Note: upgrading to recent versions of the packages will patch the installed files for you.

Which indexes are defined?

  • Listing indexes using xsltproc
  • Replace INSTANCE_NAME below
  • on latest versions search on metadata field of biblio_metadata table.
 xsltproc /etc/koha/zebradb/marc_defs/marc21/biblios/biblio-zebra-indexdefs.xsl \
 <(sudo koha-mysql INSTANCE_NAME <<< \
 "select  marcxml from biblioitems where ExtractValue( marcxml, '//datafield[@tag=035]/subfield[@code=\"a\"]' ) !=  limit 1\\G" | \
 sed -n 's/marcxml: //;2,$p' )

Record length of 101459 is larger than the MARC spec allows (99999 bytes)

The MARC disk format (ISO 2709) is old and crappy by modern standards. One part of this crappiness reveals itself in the fact that a MARC record can not be larger than 99,999 bytes. This will show up if you are trying to index a record that has a large number of items (common with serials, for example), or just has a lot of text in the record itself.

Koha can do the indexing by using the MARCXML format rather than ISO 2709, and this gets around the problem. If you add '-x' to the reindex_zebra.pl command when indexing biblios, it will do this. You can't use this when indexing authorities, but that matters less.

This has been the default in package installations for some time.

How many records are searchable?

There is probably more than way to do this, but following search will return all records indexed in your library:

 allrecords,AlwaysMatches=""

Comparing staff and OPAC can make sense, if you are using OPACSuppression. You can also compare the number to the number of records in your installation:

 SELECT COUNT(biblionumber) FROM biblio;

Records with lots of items not indexing

You may notice that a record with a lot of items isn't retrievable using Zebra. It's probably because it's over Zebra's default limit of 1MB.

You can increase this limit (e.g. to 4096) by changing "zebra_max_record_size" in koha-conf.xml and try re-indexing the problem records. They will likely be slow to load, but they should index successfully now.

Searching and Searching Issues

Manually searching with yaz-client

yaz-client is the command-line tool that connects directly to zebra.

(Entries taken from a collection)
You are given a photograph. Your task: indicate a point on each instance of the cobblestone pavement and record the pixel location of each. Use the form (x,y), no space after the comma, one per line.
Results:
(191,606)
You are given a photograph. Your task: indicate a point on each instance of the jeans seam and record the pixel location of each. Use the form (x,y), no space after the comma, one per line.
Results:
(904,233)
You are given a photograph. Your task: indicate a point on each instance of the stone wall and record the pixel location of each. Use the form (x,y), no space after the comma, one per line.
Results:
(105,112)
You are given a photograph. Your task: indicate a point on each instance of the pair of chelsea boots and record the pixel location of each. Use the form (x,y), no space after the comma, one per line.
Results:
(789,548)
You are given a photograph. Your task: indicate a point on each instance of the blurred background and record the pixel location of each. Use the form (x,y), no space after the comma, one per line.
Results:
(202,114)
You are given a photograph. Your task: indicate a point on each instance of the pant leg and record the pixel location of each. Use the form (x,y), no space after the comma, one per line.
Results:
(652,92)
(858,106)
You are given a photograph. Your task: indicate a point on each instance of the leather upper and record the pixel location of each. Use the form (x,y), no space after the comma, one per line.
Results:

List of tasks ::
a. Answer these questions from the Zebra indexing text:
(i) What is the largest size a MARC record in the ISO 2709 format may have?
(ii) What option, added to the reindex_zebra.pl command, makes Koha index biblios using MARCXML?
(iii) What is Zebra's default record size limit?
b. List every database table that the Zebra indexing text mentions by name.
c. Proceed with the Zebra indexing text, beginning after its last sentence about yaz-client.

List of answers ::
a.
(i) 99,999 bytes
(ii) -x
(iii) 1MB

b. biblio_metadata, biblioitems, biblio

c.
A typical connection looks like:

$ yaz-client -c /etc/koha/zebradb/ccl.properties unix:/var/run/koha/zebradb/bibliosocket


A typical connection on a package install looks like:

$ yaz-client -c /etc/koha/zebradb/ccl.properties unix:/var/run/koha/$instance/bibliosocket

where $instance is the name of the instance you'd like to connect to.

The -c /etc/koha/zebradb/ccl.properties portion gives yaz-client the ability to use ccl, a simpler way to state searches.  Koha uses ccl when it generates search strings, so when you do tests manually, it helps to use this -c flag.
Alternatively, once connected to Zebra, you can use set_cclfile /etc/koha/zebradb/ccl.properties to tell Zebra to use the ccl.properties file from Koha.

The unix:/var/run/koha/zebradb/bibliosocket is the connection string that comes from your /etc/koha/koha-config.xml file.  That string could also be tcp:@, in which case you should connect with tcp:[ip-address-of-your-computer].  So, something like tcp:127.0.0.1

Once you have connected, you need to define what dataset to search.  Usually, you will choose "biblios"

Z> base biblios

for authorities, you'd choose

Z> base authorities

You might consider storing configuration options in ~/.yazclientrc so that you don't have to configure yaz-client for each connection.

Now you are ready to do your search.  A simple search will look something like

Z> f love
Sent searchRequest.
Received SearchResponse.
Search was a success.
Number of hits: 229, setno 1
SearchResult-1: term=love cnt=229
records returned: 0
Elapsed: 0.027506

Where f is short for "find", and "love" is the key-word we are looking for.

If you want to do a more complex search, testing out the ccl parser, you do something like:

Z> querytype ccl2rpn
Z> f love or hate
Sent searchRequest.
Received SearchResponse.
Search was a success.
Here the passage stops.